Given request:
Arrange every line of the listing below as a numbered list, skipping any blank lines. Leave the pictures out of the result.

Material shown:
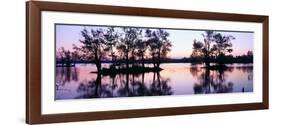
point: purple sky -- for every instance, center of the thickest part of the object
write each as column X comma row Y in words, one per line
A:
column 67, row 35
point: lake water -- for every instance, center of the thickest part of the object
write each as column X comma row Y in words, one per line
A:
column 175, row 79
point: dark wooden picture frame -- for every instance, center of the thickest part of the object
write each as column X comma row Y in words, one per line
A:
column 33, row 61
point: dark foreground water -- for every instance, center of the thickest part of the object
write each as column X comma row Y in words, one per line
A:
column 175, row 79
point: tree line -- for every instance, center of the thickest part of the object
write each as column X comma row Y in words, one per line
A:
column 127, row 47
column 130, row 47
column 217, row 48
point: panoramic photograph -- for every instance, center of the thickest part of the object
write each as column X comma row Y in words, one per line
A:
column 117, row 61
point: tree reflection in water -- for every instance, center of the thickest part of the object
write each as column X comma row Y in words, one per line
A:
column 211, row 81
column 64, row 75
column 129, row 86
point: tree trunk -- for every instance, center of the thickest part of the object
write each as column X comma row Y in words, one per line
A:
column 127, row 61
column 142, row 60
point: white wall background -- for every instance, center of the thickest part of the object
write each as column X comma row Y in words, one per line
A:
column 12, row 61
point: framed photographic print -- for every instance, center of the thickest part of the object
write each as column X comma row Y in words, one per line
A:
column 92, row 62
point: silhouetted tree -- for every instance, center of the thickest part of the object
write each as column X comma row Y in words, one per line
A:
column 93, row 44
column 127, row 44
column 223, row 46
column 111, row 36
column 205, row 49
column 159, row 45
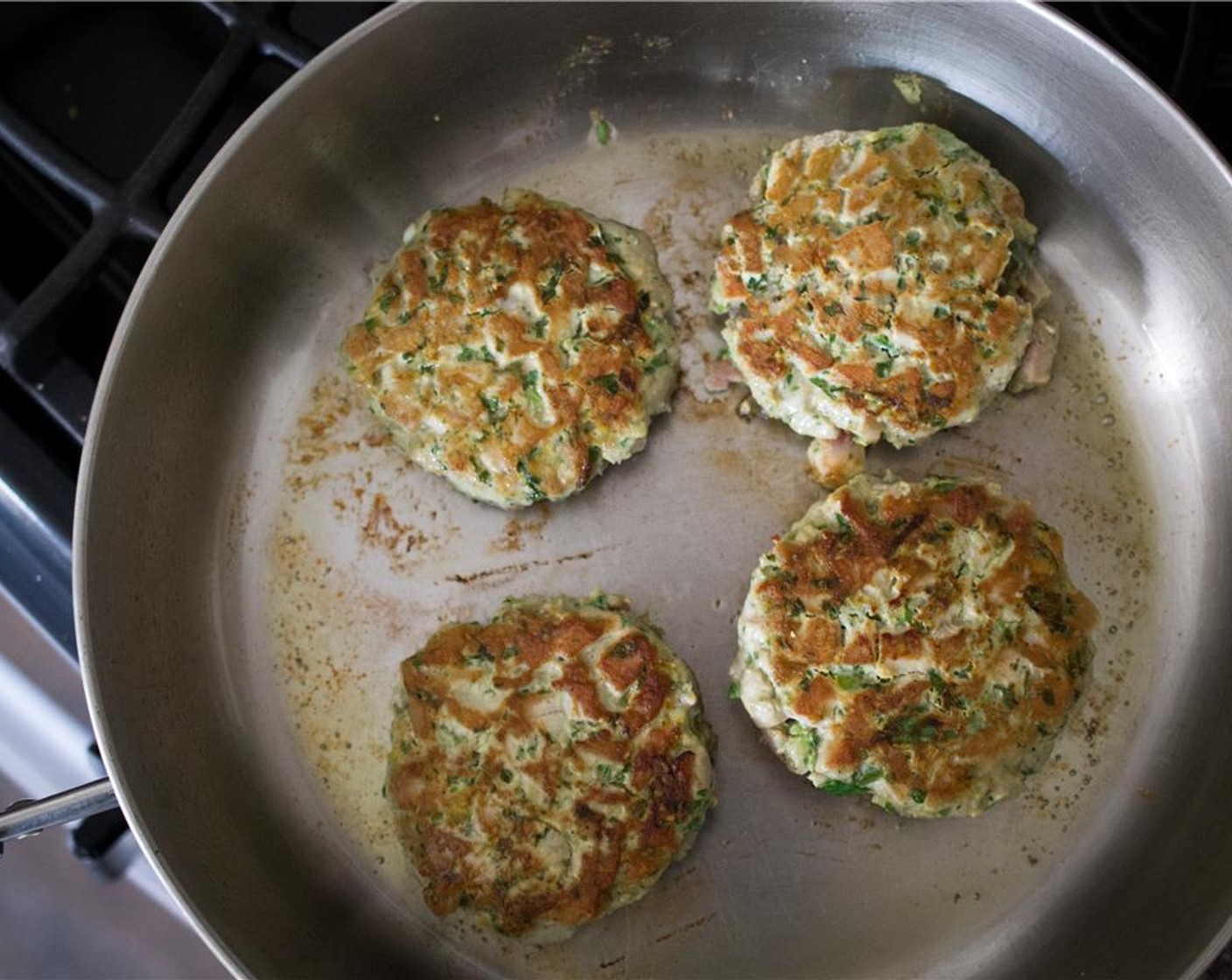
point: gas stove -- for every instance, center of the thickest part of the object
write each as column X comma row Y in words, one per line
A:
column 108, row 112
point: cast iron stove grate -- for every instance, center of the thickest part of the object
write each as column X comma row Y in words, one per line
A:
column 108, row 115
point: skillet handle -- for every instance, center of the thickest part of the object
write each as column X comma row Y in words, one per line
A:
column 26, row 816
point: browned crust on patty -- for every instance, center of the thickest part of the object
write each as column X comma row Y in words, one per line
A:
column 966, row 671
column 512, row 347
column 622, row 790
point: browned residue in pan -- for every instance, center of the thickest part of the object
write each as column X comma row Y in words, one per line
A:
column 512, row 570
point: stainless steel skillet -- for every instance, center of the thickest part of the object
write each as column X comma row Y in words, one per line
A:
column 196, row 509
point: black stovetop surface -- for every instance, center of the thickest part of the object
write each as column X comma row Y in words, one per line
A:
column 108, row 115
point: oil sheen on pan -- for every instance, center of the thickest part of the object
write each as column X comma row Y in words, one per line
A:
column 366, row 557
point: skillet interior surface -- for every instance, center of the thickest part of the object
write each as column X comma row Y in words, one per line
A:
column 253, row 561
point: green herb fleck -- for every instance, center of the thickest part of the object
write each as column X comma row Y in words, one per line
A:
column 860, row 783
column 549, row 290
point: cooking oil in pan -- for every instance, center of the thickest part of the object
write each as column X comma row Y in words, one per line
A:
column 368, row 556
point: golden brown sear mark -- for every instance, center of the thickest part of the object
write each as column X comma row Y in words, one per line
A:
column 547, row 766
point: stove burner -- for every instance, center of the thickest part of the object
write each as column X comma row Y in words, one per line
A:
column 89, row 175
column 90, row 172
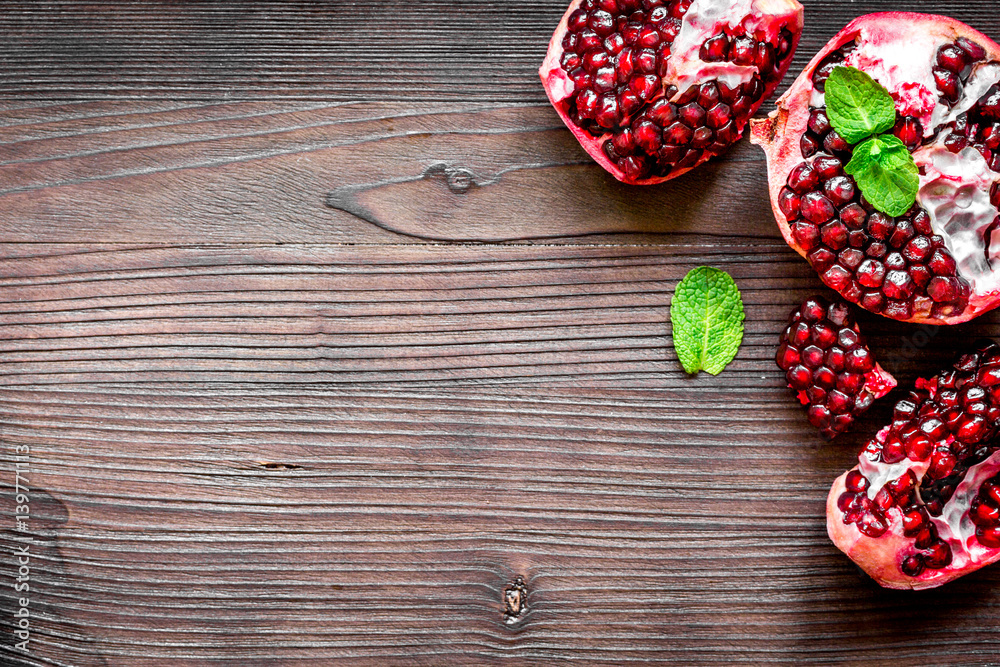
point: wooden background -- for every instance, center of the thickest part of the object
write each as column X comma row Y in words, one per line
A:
column 322, row 330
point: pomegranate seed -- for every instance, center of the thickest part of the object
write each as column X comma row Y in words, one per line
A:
column 827, row 166
column 816, row 207
column 714, row 49
column 833, row 234
column 856, row 482
column 912, row 565
column 819, row 124
column 989, row 537
column 984, row 515
column 947, row 82
column 803, row 178
column 872, row 525
column 973, row 50
column 839, row 189
column 814, row 351
column 938, row 555
column 871, row 273
column 952, row 58
column 913, row 521
column 910, row 132
column 808, row 145
column 898, row 285
column 834, row 143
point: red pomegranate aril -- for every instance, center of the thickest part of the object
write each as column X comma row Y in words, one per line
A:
column 909, row 131
column 872, row 525
column 839, row 189
column 931, row 440
column 870, row 273
column 913, row 521
column 803, row 178
column 912, row 565
column 816, row 208
column 948, row 83
column 853, row 216
column 856, row 482
column 984, row 515
column 919, row 242
column 715, row 49
column 989, row 537
column 609, row 63
column 820, row 343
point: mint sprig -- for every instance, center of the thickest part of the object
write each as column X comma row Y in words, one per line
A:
column 707, row 319
column 857, row 106
column 888, row 172
column 861, row 110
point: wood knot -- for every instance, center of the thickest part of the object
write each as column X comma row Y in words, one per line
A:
column 515, row 600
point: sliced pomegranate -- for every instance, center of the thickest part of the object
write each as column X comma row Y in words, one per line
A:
column 922, row 506
column 935, row 262
column 652, row 88
column 826, row 360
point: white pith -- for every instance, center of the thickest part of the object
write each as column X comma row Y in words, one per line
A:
column 879, row 473
column 705, row 19
column 955, row 192
column 953, row 525
column 954, row 188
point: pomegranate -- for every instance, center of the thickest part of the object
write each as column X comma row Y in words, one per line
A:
column 652, row 88
column 827, row 362
column 922, row 506
column 933, row 263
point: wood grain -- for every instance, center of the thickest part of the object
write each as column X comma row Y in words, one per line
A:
column 352, row 173
column 460, row 50
column 397, row 517
column 259, row 450
column 322, row 331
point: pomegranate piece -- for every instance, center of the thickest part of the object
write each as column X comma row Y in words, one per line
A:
column 922, row 507
column 828, row 364
column 653, row 88
column 935, row 263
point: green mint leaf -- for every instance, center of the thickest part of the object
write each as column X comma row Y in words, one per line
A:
column 886, row 173
column 857, row 105
column 707, row 319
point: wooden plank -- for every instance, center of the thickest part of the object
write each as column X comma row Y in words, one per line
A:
column 394, row 314
column 183, row 524
column 340, row 51
column 353, row 173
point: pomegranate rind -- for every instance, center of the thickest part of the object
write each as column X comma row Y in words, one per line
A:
column 778, row 133
column 775, row 14
column 881, row 557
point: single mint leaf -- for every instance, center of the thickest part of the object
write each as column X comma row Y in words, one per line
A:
column 707, row 319
column 886, row 173
column 857, row 105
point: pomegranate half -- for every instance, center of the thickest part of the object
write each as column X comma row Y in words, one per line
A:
column 922, row 507
column 653, row 88
column 935, row 262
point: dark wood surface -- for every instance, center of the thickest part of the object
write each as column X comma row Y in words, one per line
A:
column 323, row 331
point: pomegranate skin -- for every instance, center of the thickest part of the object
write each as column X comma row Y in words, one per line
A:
column 771, row 17
column 922, row 507
column 881, row 558
column 826, row 352
column 789, row 138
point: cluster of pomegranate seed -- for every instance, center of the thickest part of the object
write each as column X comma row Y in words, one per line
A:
column 952, row 422
column 984, row 511
column 895, row 266
column 669, row 135
column 826, row 361
column 616, row 54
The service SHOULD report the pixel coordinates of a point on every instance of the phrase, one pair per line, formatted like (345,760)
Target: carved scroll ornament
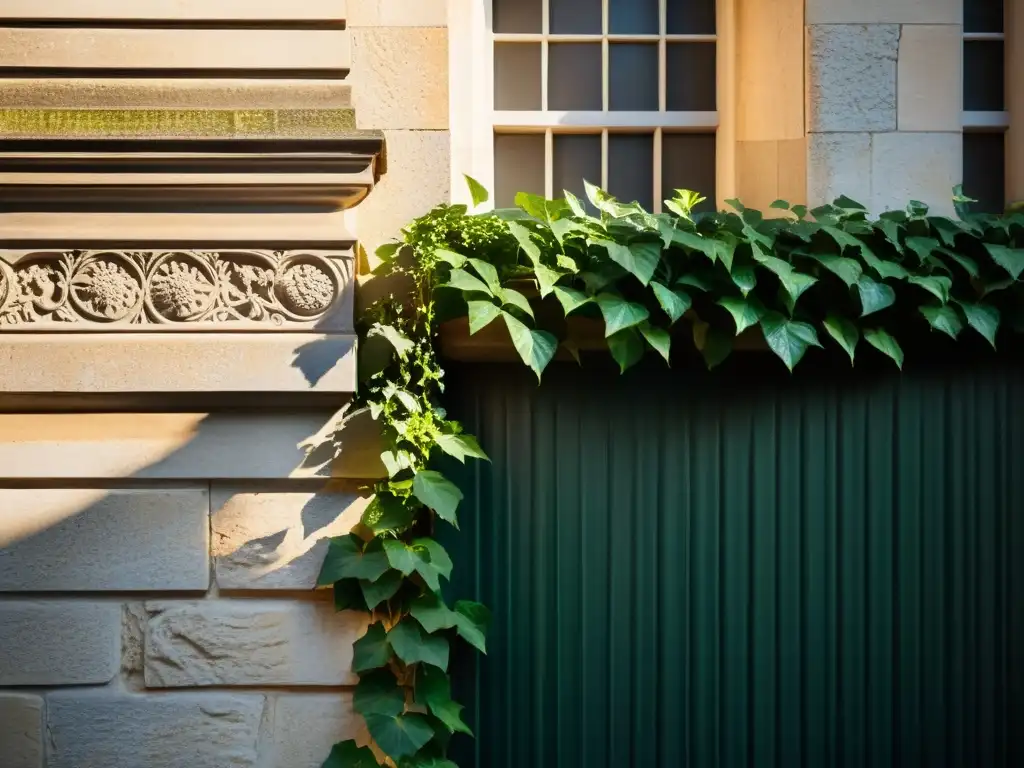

Exercise answer:
1. point: purple sky -- for every instance, center of the thickest part of the object
2. write each as column X comma row Y in words, one per line
3. A:
4. column 67, row 35
5. point: lake water -- for every instance, center of the thickest part of the object
6. write each as column X comma row Y in words, one per line
7. A:
8. column 175, row 79
9. point: dark wooden picture frame -- for every instance, center of the thickest part of the object
10. write each as column X comma row Y in words, one per line
11. A:
12. column 33, row 61
13. point: dark foreground water -- for every instance, center of the thickest part of the object
14. write each as column X comma row Y in words, one per line
15. A:
16. column 175, row 79
17. point: tree line -- for every instance, center of the thickest part of the object
18. write each as column X comma row Y in words, one per line
19. A:
20. column 127, row 47
21. column 130, row 47
22. column 217, row 48
23. point: panoramic photograph -- for every instance, center of the thickest part of the object
24. write each as column X comma row Y in words, one per line
25. A:
26. column 117, row 61
27. point: tree reflection in water -- for every instance, center of the thickest part of the object
28. write each as column X comma row Y in words, one per line
29. A:
30. column 211, row 81
31. column 64, row 75
32. column 129, row 86
33. point: tree trunk -- for every instance, center of the thickest part of the object
34. write each as column X comma row Y in words, one per line
35. A:
36. column 127, row 61
37. column 142, row 60
38. point: white wall background -- for every instance, center of the thickest part of the object
39. write each as column X comma row Y in words, one per line
40. A:
41. column 12, row 61
42. point: framed photographic print -- for every instance, center of the thickest part of the object
43. write each as column X comma row Y in words, one per line
44. A:
45. column 92, row 62
46. point: silhouetted tree -- for every instance, center of the thickest part of the object
47. write each as column X comma row Y in words, one per line
48. A:
49. column 93, row 44
50. column 127, row 44
51. column 223, row 46
52. column 111, row 36
53. column 205, row 49
54. column 159, row 45
55. point: gas stove -- for every instance, center of the thickest part of the object
56. write each as column X comma row Y in words, one per line
57. A:
58. column 108, row 112
59. point: cast iron stove grate -- for every instance, center of the thickest part of the object
60. write each as column X comma row Y in words, one per line
61. A:
62. column 108, row 115
63. point: skillet handle -- for every instance, center of the thickest part of the object
64. write each as column X comma row Y in words, one per line
65. A:
66. column 26, row 816
67. point: browned crust on patty -- for every instance, center of the thickest part of the object
68. write each as column X comma row Y in words, one per line
69. A:
70. column 966, row 671
71. column 512, row 347
72. column 622, row 790
73. point: browned residue in pan -- for every instance, center of the thickest part of the object
74. write each as column X comma row Y in words, one per line
75. A:
76. column 512, row 570
77. point: stainless steel skillet -- for every instance, center of the thickest part of the object
78. write each as column X comma row Y in words, one per line
79. A:
80. column 196, row 509
81. point: black stovetop surface -- for every instance, center of the thickest part of the object
82. write each as column X comma row Y in words, one per line
83. A:
84. column 108, row 115
85. point: oil sheen on pan -- for every instance, center of the thickest part of the object
86. write each as column X comma row Y in words, one per line
87. A:
88. column 366, row 557
89. point: skillet interior surface -- for every instance, center of the thickest part of the object
90. write each as column X comma row Y in words, one per line
91. A:
92. column 253, row 561
93. point: green herb fleck -- for every instance, center of the thickest part of the object
94. write each as column X comma row Y in words, one per line
95. A:
96. column 860, row 783
97. column 549, row 290
98. point: cooking oil in pan -- for every instance, center of the thickest part of the object
99. write each as column X comma row Y in words, one per line
100. A:
101. column 368, row 556
102. point: golden brown sear mark -- for every instance, center of the thickest part of the object
103. write each as column X comma row Y in words, one per line
104. A:
105. column 547, row 766
106. point: stove burner -- for every instance, center of the thickest part of the object
107. write each as column X comma row Y in words, one per line
108. A:
109. column 89, row 175
110. column 90, row 172
111. point: wooden background -- for every instance, center of the thickest part of the object
112. write each as column X comma row Y in words, one per line
113. A:
114. column 322, row 330
115. point: pomegranate seed -- for every instance, center of the thickest part of the object
116. write each as column X comma row Y in words, one per line
117. A:
118. column 827, row 166
119. column 816, row 207
120. column 714, row 49
121. column 833, row 234
122. column 856, row 482
123. column 912, row 565
124. column 819, row 124
125. column 989, row 537
126. column 984, row 515
127. column 947, row 82
128. column 803, row 178
129. column 872, row 525
130. column 973, row 50
131. column 839, row 189
132. column 814, row 351
133. column 938, row 555
134. column 871, row 273
135. column 952, row 58
136. column 913, row 521
137. column 910, row 132
138. column 808, row 145
139. column 898, row 285
140. column 834, row 143
141. point: red pomegranate aril -- for every instance, center of the thickest part of the object
142. write each as column X comma row Y in words, one per line
143. A:
144. column 909, row 131
145. column 872, row 525
146. column 839, row 189
147. column 931, row 440
148. column 870, row 273
149. column 913, row 521
150. column 803, row 178
151. column 912, row 565
152. column 816, row 208
153. column 948, row 83
154. column 853, row 216
155. column 856, row 482
156. column 984, row 515
157. column 919, row 242
158. column 715, row 49
159. column 989, row 537
160. column 609, row 63
161. column 820, row 343
162. point: mint sprig -- for every instance, center of the thickest part of the object
163. write each as column X comma row Y in words, one per line
164. A:
165. column 707, row 319
166. column 857, row 106
167. column 888, row 172
168. column 861, row 110
169. point: wood knot -- for every instance, center of the thickest part of the object
170. write each as column X comma row Y in words, one per line
171. A:
172. column 515, row 600
173. point: sliced pomegranate -- for every instance, center of the thickest part of the object
174. write each as column X comma row Y in words, one per line
175. A:
176. column 922, row 506
177. column 935, row 262
178. column 652, row 88
179. column 826, row 360
180. point: white pith -- for every instance, center of the thickest part of the object
181. write each as column X comma row Y in words, one per line
182. A:
183. column 879, row 473
184. column 705, row 19
185. column 955, row 192
186. column 953, row 525
187. column 954, row 188
188. point: pomegranate -- for every instance, center of the thickest part of the object
189. write each as column X comma row Y in words, one per line
190. A:
191. column 652, row 88
192. column 827, row 362
193. column 922, row 506
194. column 933, row 263
195. point: wood grain -- for every instance, center of the thickest part of the object
196. write each as column X comma row Y in words, one per line
197. A:
198. column 352, row 173
199. column 460, row 50
200. column 397, row 517
201. column 259, row 450
202. column 322, row 331
203. point: pomegranate piece -- for every instance, center of the thickest part of the object
204. write each as column X comma row Y in words, one per line
205. A:
206. column 922, row 507
207. column 828, row 364
208. column 653, row 88
209. column 935, row 263
210. point: green mint leaf -- for every instance, center of the thickest part of the object
211. write each as column X comma row Y in words, one per line
212. A:
213. column 886, row 173
214. column 857, row 105
215. column 707, row 319
216. point: wooden plank -- for every instance, center of the thickest part of the object
217. write each as column X comma row Y in words, one per line
218. A:
219. column 394, row 314
220. column 183, row 524
221. column 340, row 51
222. column 353, row 173
223. point: pomegranate rind -- for every instance, center of the thickest part of the object
224. write each as column X comma row Y in words, one per line
225. A:
226. column 778, row 133
227. column 775, row 14
228. column 881, row 557
229. point: single mint leaf -- for every instance, center of the thickest part of the object
230. write each as column X comma row Y in words, one per line
231. A:
232. column 707, row 319
233. column 886, row 173
234. column 857, row 105
235. point: pomegranate half -- for every instance, center of the thickest part of the object
236. write each as column X comma row Y in words, one per line
237. A:
238. column 922, row 507
239. column 653, row 88
240. column 935, row 262
241. point: dark wood surface -- for every instance, center of the thickest part of the object
242. write each as column X comma row Y in words, one per line
243. A:
244. column 323, row 331
245. point: pomegranate skin -- for every instance, center of the thickest part of the object
246. write each as column X comma row Y in words, one per line
247. A:
248. column 771, row 17
249. column 922, row 507
250. column 881, row 558
251. column 826, row 352
252. column 789, row 138
253. point: cluster of pomegranate seed -- for every instance, center of the thickest part of the object
254. write each as column X comma row Y in words, one per line
255. A:
256. column 952, row 422
257. column 984, row 511
258. column 895, row 266
259. column 669, row 135
260. column 826, row 361
261. column 616, row 54
262. The service SHOULD report the pixel coordinates of a point on every instance of the phrase, one pair per line, formatted like (345,760)
263. Target: carved scroll ornament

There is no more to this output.